-------- PAGE TEXT

(Bloomberg Businessweek) -- In recent weeks, executives from Nestle SA and Unilever—Europe’s biggest food companies—have groused that retailers are squeezing them ever harder on prices, slashing the premiums they’ve grown accustomed to. Their problems just got a lot bigger.
On Monday, J Sainsbury Plc announced it had offered $10 billion for Asda, the British unit of Walmart Inc. Sainsbury said the deal would forge a U.K. supermarket leader that could harness the American retail giant’s purchasing strength to trim prices of essential items by 10 percent.
That promise to consumers escalates a pricing battle that has already emptied store shelves in some countries of popular products like Maggi seasonings, Buitoni frozen pizza, and Marmite spread. Nestle reported a drop in European prices in the first quarter, signaling a return to the deflation it’s had to cope with recently.
“The retail environment in Europe is only going to get more competitive, which likely means tough negotiations” for consumer-goods producers, said Kepler Cheuvreux analyst Jon Cox.
The Sainsbury deal follows a purchasing tie-up in France between grocers Casino Guichard Perrachon SA and Auchan, which prompted rivals Carrefour SA and Systeme U to say last week that they had begun talks on a similar arrangement. U.K. supermarket leader Tesco Plc has acquired wholesaler Booker, which supplies thousands of convenience stores, to extend its reach. Two years ago, Dutch grocer Ahold combined with Belgium’s Delhaize.

----------------
-------- DATASET RECORDS

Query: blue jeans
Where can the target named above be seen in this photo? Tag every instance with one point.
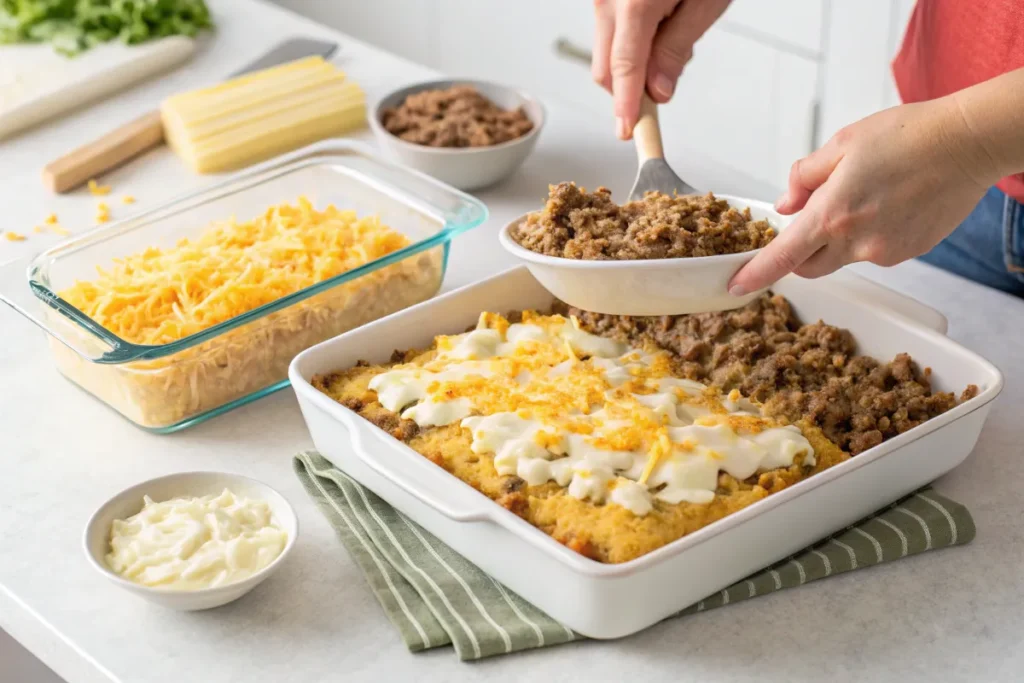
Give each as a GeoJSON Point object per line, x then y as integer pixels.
{"type": "Point", "coordinates": [988, 246]}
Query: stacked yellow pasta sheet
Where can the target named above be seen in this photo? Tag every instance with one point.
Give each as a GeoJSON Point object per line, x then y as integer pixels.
{"type": "Point", "coordinates": [260, 115]}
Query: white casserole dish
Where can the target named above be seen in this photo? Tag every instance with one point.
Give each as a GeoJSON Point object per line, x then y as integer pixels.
{"type": "Point", "coordinates": [613, 600]}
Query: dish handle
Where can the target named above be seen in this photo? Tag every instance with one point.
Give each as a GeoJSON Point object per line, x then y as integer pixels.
{"type": "Point", "coordinates": [885, 298]}
{"type": "Point", "coordinates": [17, 293]}
{"type": "Point", "coordinates": [422, 479]}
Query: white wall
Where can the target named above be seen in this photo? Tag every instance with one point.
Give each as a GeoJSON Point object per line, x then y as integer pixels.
{"type": "Point", "coordinates": [771, 81]}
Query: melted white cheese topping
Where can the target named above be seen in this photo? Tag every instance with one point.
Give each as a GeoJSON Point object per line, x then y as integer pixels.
{"type": "Point", "coordinates": [612, 428]}
{"type": "Point", "coordinates": [188, 544]}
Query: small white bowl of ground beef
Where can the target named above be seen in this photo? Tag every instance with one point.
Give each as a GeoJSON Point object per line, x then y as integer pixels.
{"type": "Point", "coordinates": [657, 256]}
{"type": "Point", "coordinates": [467, 133]}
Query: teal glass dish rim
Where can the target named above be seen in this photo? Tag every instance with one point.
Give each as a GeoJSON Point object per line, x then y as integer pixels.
{"type": "Point", "coordinates": [399, 181]}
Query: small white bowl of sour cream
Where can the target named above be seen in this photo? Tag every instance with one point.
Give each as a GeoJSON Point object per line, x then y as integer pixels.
{"type": "Point", "coordinates": [96, 540]}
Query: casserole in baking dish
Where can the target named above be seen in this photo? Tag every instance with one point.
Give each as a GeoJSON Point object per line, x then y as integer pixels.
{"type": "Point", "coordinates": [610, 600]}
{"type": "Point", "coordinates": [605, 447]}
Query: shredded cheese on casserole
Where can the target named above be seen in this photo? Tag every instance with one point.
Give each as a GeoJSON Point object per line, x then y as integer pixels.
{"type": "Point", "coordinates": [552, 402]}
{"type": "Point", "coordinates": [162, 295]}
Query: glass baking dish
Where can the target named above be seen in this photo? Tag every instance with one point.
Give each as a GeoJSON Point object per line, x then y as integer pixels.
{"type": "Point", "coordinates": [164, 388]}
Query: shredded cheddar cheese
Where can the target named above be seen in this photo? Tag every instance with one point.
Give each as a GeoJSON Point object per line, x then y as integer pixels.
{"type": "Point", "coordinates": [97, 189]}
{"type": "Point", "coordinates": [163, 295]}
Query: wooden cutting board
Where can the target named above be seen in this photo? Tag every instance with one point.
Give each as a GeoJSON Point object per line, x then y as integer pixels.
{"type": "Point", "coordinates": [37, 84]}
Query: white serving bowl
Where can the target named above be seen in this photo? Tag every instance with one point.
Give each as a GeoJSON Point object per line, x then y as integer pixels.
{"type": "Point", "coordinates": [186, 484]}
{"type": "Point", "coordinates": [465, 168]}
{"type": "Point", "coordinates": [654, 287]}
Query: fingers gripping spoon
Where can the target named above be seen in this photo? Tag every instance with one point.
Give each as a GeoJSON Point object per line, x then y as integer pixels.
{"type": "Point", "coordinates": [654, 287]}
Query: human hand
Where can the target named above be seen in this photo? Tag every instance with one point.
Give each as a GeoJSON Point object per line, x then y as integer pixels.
{"type": "Point", "coordinates": [884, 189]}
{"type": "Point", "coordinates": [645, 44]}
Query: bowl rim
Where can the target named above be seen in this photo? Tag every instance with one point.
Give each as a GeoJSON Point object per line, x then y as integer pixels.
{"type": "Point", "coordinates": [420, 86]}
{"type": "Point", "coordinates": [517, 250]}
{"type": "Point", "coordinates": [99, 564]}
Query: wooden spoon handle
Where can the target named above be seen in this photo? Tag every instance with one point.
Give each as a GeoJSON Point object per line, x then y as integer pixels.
{"type": "Point", "coordinates": [647, 133]}
{"type": "Point", "coordinates": [104, 154]}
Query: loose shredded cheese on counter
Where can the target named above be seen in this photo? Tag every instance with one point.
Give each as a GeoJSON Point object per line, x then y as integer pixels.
{"type": "Point", "coordinates": [162, 295]}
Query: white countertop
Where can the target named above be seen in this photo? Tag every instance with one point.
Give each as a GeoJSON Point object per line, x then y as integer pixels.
{"type": "Point", "coordinates": [946, 615]}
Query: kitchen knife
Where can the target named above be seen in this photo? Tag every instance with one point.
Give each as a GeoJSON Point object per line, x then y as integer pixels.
{"type": "Point", "coordinates": [146, 132]}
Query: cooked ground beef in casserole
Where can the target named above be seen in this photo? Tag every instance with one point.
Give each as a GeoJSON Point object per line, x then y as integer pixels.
{"type": "Point", "coordinates": [798, 371]}
{"type": "Point", "coordinates": [579, 224]}
{"type": "Point", "coordinates": [458, 117]}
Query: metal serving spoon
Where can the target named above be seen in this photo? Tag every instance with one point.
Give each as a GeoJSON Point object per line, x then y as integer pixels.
{"type": "Point", "coordinates": [654, 174]}
{"type": "Point", "coordinates": [652, 287]}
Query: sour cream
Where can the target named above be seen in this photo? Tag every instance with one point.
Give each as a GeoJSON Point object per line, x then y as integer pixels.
{"type": "Point", "coordinates": [188, 544]}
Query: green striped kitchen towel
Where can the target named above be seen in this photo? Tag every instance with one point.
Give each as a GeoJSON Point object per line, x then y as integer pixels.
{"type": "Point", "coordinates": [435, 597]}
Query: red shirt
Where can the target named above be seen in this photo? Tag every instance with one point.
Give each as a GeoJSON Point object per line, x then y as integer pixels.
{"type": "Point", "coordinates": [953, 44]}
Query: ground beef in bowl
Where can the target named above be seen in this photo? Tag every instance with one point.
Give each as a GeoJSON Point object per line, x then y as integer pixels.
{"type": "Point", "coordinates": [579, 224]}
{"type": "Point", "coordinates": [456, 117]}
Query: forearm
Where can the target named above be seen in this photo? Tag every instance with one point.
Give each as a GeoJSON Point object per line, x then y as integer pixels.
{"type": "Point", "coordinates": [992, 126]}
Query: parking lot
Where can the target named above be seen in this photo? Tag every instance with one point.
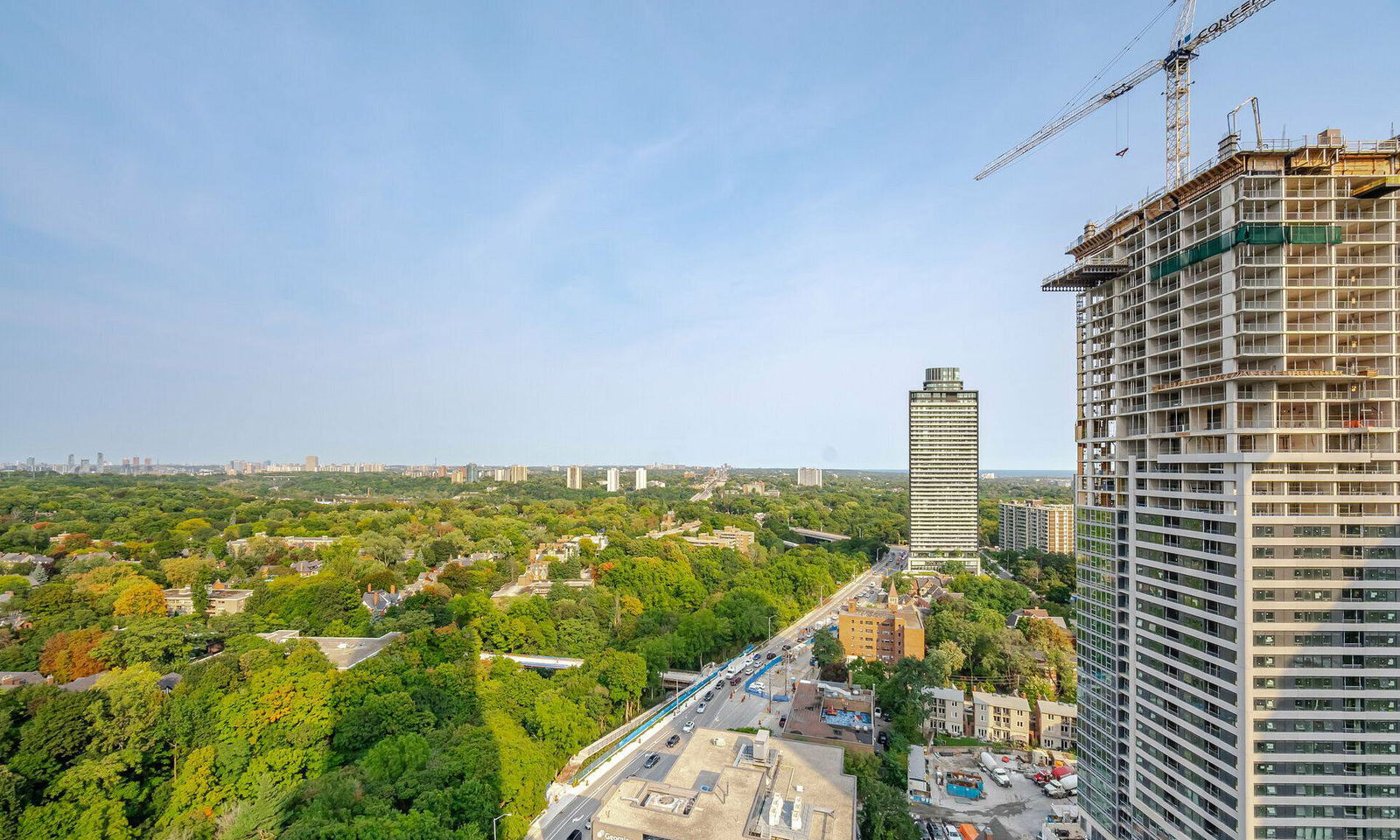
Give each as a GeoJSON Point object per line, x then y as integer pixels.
{"type": "Point", "coordinates": [1012, 812]}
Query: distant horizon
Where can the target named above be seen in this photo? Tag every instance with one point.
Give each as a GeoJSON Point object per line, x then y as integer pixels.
{"type": "Point", "coordinates": [1014, 472]}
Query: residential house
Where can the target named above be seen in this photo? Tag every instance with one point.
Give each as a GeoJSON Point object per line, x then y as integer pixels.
{"type": "Point", "coordinates": [948, 713]}
{"type": "Point", "coordinates": [1056, 724]}
{"type": "Point", "coordinates": [221, 601]}
{"type": "Point", "coordinates": [1001, 718]}
{"type": "Point", "coordinates": [378, 601]}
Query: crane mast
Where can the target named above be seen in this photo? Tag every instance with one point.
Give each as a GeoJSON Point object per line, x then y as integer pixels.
{"type": "Point", "coordinates": [1178, 67]}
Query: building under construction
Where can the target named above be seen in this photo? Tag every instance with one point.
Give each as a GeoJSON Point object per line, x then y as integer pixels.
{"type": "Point", "coordinates": [1236, 524]}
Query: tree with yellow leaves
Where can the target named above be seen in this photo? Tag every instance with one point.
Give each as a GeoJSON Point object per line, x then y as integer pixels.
{"type": "Point", "coordinates": [140, 599]}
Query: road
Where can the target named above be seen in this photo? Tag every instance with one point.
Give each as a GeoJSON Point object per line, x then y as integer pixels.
{"type": "Point", "coordinates": [728, 709]}
{"type": "Point", "coordinates": [713, 482]}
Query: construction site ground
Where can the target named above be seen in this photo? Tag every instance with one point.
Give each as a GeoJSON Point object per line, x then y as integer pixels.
{"type": "Point", "coordinates": [1015, 812]}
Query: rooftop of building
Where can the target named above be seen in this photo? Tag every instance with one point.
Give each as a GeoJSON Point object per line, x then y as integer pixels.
{"type": "Point", "coordinates": [947, 693]}
{"type": "Point", "coordinates": [1003, 700]}
{"type": "Point", "coordinates": [216, 592]}
{"type": "Point", "coordinates": [1311, 154]}
{"type": "Point", "coordinates": [910, 615]}
{"type": "Point", "coordinates": [727, 786]}
{"type": "Point", "coordinates": [1060, 709]}
{"type": "Point", "coordinates": [832, 713]}
{"type": "Point", "coordinates": [343, 651]}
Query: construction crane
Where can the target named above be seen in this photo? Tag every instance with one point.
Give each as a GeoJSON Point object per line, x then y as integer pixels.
{"type": "Point", "coordinates": [1178, 66]}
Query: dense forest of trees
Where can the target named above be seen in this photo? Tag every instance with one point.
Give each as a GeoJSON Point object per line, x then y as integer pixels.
{"type": "Point", "coordinates": [259, 739]}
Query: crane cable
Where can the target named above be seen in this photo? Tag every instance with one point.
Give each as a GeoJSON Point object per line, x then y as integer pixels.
{"type": "Point", "coordinates": [1102, 72]}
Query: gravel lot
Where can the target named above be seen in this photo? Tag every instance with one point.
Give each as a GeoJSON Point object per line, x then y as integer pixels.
{"type": "Point", "coordinates": [1019, 809]}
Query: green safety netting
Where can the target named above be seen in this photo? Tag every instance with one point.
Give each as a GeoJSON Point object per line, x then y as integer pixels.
{"type": "Point", "coordinates": [1248, 234]}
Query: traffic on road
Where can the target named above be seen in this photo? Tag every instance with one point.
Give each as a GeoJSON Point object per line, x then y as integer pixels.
{"type": "Point", "coordinates": [725, 704]}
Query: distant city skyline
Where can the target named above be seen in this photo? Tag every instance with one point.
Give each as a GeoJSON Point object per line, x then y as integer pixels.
{"type": "Point", "coordinates": [562, 466]}
{"type": "Point", "coordinates": [228, 240]}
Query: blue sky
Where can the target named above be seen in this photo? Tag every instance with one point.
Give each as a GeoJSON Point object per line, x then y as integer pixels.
{"type": "Point", "coordinates": [581, 231]}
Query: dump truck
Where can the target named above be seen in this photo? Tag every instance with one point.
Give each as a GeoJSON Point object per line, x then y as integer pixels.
{"type": "Point", "coordinates": [1063, 788]}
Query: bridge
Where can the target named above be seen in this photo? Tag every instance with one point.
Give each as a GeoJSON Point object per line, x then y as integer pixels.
{"type": "Point", "coordinates": [809, 536]}
{"type": "Point", "coordinates": [669, 678]}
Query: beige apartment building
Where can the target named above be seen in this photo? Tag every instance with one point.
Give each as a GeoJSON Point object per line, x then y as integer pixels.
{"type": "Point", "coordinates": [221, 601]}
{"type": "Point", "coordinates": [948, 714]}
{"type": "Point", "coordinates": [1001, 718]}
{"type": "Point", "coordinates": [1054, 724]}
{"type": "Point", "coordinates": [879, 634]}
{"type": "Point", "coordinates": [1033, 524]}
{"type": "Point", "coordinates": [727, 538]}
{"type": "Point", "coordinates": [1236, 499]}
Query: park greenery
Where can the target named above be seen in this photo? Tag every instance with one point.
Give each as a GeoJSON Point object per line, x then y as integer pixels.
{"type": "Point", "coordinates": [196, 728]}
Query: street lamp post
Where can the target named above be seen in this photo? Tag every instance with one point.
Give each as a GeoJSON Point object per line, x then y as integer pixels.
{"type": "Point", "coordinates": [494, 821]}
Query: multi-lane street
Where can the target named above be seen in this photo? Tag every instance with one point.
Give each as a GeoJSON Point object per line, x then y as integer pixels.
{"type": "Point", "coordinates": [728, 707]}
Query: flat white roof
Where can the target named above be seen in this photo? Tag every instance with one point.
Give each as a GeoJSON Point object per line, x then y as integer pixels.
{"type": "Point", "coordinates": [1004, 700]}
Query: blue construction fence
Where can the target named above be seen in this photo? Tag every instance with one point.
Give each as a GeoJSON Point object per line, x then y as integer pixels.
{"type": "Point", "coordinates": [657, 716]}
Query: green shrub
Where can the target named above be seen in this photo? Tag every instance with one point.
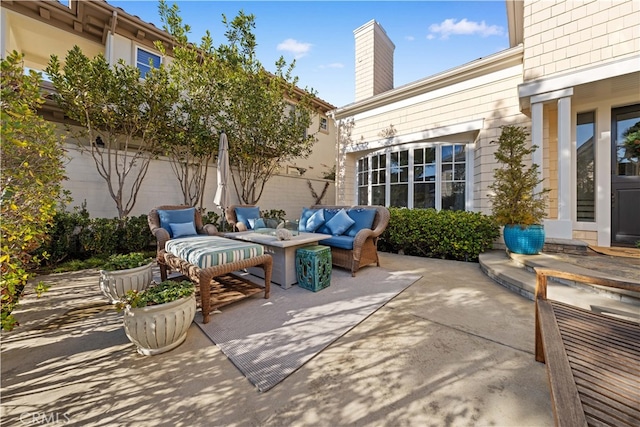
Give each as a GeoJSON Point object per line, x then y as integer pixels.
{"type": "Point", "coordinates": [32, 170]}
{"type": "Point", "coordinates": [161, 293]}
{"type": "Point", "coordinates": [136, 235]}
{"type": "Point", "coordinates": [75, 236]}
{"type": "Point", "coordinates": [126, 261]}
{"type": "Point", "coordinates": [102, 236]}
{"type": "Point", "coordinates": [63, 238]}
{"type": "Point", "coordinates": [456, 235]}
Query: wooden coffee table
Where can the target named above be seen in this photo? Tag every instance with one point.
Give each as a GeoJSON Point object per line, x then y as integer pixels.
{"type": "Point", "coordinates": [283, 253]}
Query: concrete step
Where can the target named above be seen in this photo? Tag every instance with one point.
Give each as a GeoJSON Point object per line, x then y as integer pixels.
{"type": "Point", "coordinates": [516, 273]}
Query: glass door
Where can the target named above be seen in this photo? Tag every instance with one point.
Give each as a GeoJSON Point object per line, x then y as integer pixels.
{"type": "Point", "coordinates": [625, 175]}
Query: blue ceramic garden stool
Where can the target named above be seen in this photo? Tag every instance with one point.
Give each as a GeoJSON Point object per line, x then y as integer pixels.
{"type": "Point", "coordinates": [313, 267]}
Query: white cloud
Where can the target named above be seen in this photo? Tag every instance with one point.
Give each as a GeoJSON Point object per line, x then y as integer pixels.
{"type": "Point", "coordinates": [298, 49]}
{"type": "Point", "coordinates": [451, 26]}
{"type": "Point", "coordinates": [332, 65]}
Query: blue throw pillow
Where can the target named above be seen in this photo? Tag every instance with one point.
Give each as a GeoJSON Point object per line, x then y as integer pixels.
{"type": "Point", "coordinates": [304, 217]}
{"type": "Point", "coordinates": [244, 214]}
{"type": "Point", "coordinates": [340, 223]}
{"type": "Point", "coordinates": [183, 229]}
{"type": "Point", "coordinates": [363, 219]}
{"type": "Point", "coordinates": [175, 216]}
{"type": "Point", "coordinates": [328, 214]}
{"type": "Point", "coordinates": [316, 220]}
{"type": "Point", "coordinates": [257, 223]}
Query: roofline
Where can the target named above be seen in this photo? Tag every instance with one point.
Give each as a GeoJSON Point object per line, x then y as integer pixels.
{"type": "Point", "coordinates": [481, 66]}
{"type": "Point", "coordinates": [78, 19]}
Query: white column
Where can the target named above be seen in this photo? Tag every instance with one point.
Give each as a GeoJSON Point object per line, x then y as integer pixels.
{"type": "Point", "coordinates": [564, 159]}
{"type": "Point", "coordinates": [562, 227]}
{"type": "Point", "coordinates": [537, 138]}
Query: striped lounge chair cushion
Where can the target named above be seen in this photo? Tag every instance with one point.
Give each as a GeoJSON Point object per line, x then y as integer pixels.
{"type": "Point", "coordinates": [209, 251]}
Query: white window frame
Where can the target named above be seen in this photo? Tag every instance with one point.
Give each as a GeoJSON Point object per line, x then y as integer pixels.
{"type": "Point", "coordinates": [139, 63]}
{"type": "Point", "coordinates": [469, 176]}
{"type": "Point", "coordinates": [324, 124]}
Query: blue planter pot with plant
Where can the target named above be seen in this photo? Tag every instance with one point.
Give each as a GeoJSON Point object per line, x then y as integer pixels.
{"type": "Point", "coordinates": [516, 203]}
{"type": "Point", "coordinates": [527, 240]}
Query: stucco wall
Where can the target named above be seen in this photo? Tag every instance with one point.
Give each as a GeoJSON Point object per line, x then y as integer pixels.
{"type": "Point", "coordinates": [161, 187]}
{"type": "Point", "coordinates": [491, 98]}
{"type": "Point", "coordinates": [563, 36]}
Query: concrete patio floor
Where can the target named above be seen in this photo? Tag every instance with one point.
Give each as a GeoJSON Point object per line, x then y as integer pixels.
{"type": "Point", "coordinates": [454, 349]}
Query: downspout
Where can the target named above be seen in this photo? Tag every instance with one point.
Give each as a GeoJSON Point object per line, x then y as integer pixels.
{"type": "Point", "coordinates": [109, 47]}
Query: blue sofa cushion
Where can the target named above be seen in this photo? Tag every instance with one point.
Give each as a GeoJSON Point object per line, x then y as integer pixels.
{"type": "Point", "coordinates": [340, 223]}
{"type": "Point", "coordinates": [257, 223]}
{"type": "Point", "coordinates": [244, 214]}
{"type": "Point", "coordinates": [342, 242]}
{"type": "Point", "coordinates": [183, 229]}
{"type": "Point", "coordinates": [363, 219]}
{"type": "Point", "coordinates": [175, 216]}
{"type": "Point", "coordinates": [316, 220]}
{"type": "Point", "coordinates": [304, 217]}
{"type": "Point", "coordinates": [328, 215]}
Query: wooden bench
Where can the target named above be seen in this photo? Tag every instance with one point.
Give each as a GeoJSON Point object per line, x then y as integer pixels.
{"type": "Point", "coordinates": [593, 360]}
{"type": "Point", "coordinates": [203, 259]}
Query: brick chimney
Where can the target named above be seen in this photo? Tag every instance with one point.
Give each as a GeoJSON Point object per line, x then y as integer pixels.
{"type": "Point", "coordinates": [374, 61]}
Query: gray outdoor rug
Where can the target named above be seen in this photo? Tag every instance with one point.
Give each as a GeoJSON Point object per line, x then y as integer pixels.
{"type": "Point", "coordinates": [267, 340]}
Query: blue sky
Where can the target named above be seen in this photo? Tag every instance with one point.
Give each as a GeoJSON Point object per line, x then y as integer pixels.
{"type": "Point", "coordinates": [429, 36]}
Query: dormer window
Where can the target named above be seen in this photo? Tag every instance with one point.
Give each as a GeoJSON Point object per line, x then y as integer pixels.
{"type": "Point", "coordinates": [146, 60]}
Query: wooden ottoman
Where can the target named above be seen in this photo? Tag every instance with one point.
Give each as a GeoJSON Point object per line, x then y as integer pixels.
{"type": "Point", "coordinates": [313, 267]}
{"type": "Point", "coordinates": [202, 258]}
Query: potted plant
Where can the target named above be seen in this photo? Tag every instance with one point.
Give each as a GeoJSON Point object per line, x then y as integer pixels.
{"type": "Point", "coordinates": [122, 273]}
{"type": "Point", "coordinates": [157, 318]}
{"type": "Point", "coordinates": [515, 203]}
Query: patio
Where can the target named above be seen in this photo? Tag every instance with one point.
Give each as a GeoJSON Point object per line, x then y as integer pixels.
{"type": "Point", "coordinates": [455, 348]}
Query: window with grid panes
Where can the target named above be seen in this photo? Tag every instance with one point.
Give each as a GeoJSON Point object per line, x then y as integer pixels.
{"type": "Point", "coordinates": [146, 60]}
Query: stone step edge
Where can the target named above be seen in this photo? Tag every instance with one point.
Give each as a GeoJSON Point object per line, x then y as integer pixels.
{"type": "Point", "coordinates": [519, 276]}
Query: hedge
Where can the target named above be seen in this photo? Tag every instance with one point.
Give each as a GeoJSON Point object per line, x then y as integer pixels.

----------------

» WHAT TO WORK ON:
a) According to the article on European grocery retailers, by what percentage did Sainsbury say the Asda deal would let it cut prices of essential items?
b) Extend the article on European grocery retailers, picking up after its final sentence.
The data here is separate material and has no connection to the article on European grocery retailers.

» THE RESULTS:
a) By 10 percent.

b)
“It’s not unreasonable for us to look at the buying terms of both businesses and to ask for the lowest price and pass that back to our customers,” Sainsbury Chief Executive Officer Mike Coupe said on a call with reporters. Big food companies “make spectacular returns on equity and are very, very profitable,” he added in a briefing.
Coupe, who was caught singing “We’re in the Money” by a hot microphone Monday as he prepared for a television interview, portrayed the deal as a boon for consumers. Some U.K. politicians think otherwise. Alarmed at the prospect two companies—Sainsbury and Tesco—jointly controlling 60 percent of the market, they’ve called for a thorough antitrust review. After a nearly 15 percent jump Monday, Sainsbury shares rose a further 1.3 percent early Tuesday in London.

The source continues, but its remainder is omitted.